--- START Information provided ---

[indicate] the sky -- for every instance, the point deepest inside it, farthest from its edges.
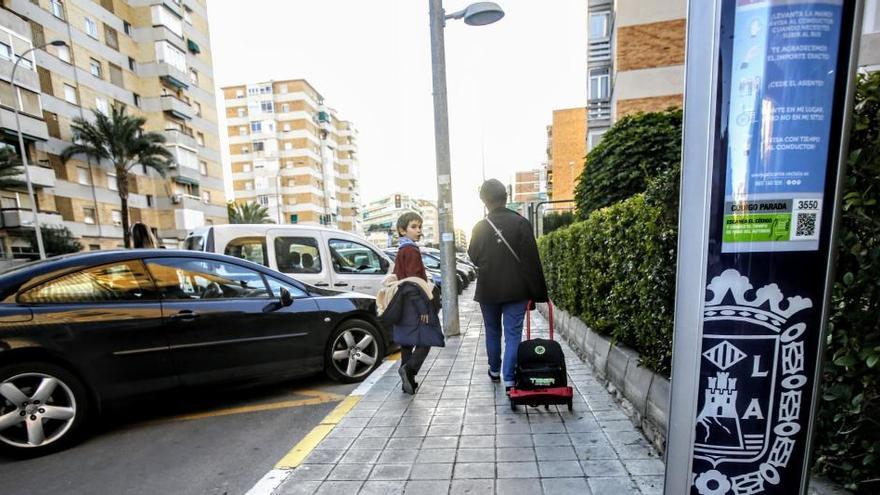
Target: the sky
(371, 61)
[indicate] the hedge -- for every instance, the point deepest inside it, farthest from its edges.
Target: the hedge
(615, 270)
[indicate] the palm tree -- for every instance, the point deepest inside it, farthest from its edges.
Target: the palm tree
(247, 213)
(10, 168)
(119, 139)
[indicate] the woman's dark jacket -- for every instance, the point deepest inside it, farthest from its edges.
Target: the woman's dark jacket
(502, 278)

--- END Information provided ---
--- START Information provided ---

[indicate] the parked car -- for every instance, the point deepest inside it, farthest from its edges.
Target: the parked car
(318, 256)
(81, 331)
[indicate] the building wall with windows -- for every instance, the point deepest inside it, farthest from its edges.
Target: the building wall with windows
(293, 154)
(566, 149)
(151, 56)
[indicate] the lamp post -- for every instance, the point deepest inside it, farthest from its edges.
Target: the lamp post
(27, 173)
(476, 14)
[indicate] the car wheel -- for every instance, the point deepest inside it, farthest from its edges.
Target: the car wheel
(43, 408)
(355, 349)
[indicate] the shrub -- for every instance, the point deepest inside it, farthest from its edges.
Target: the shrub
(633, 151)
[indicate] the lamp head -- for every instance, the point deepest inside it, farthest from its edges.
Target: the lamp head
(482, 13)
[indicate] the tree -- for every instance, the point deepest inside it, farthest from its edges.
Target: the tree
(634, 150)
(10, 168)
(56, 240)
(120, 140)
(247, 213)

--- END Information provided ---

**Goal of the exercise:** Gather every line in the records above that contains the string "tree".

**Full solution:**
[indicate] the palm tree -- for every instance, the point deepest inside it, farthest from its edges.
Target: the palm tree
[indicate] the tree -- for every instance, the point deepest inside it, farthest from its edges.
Target: the tree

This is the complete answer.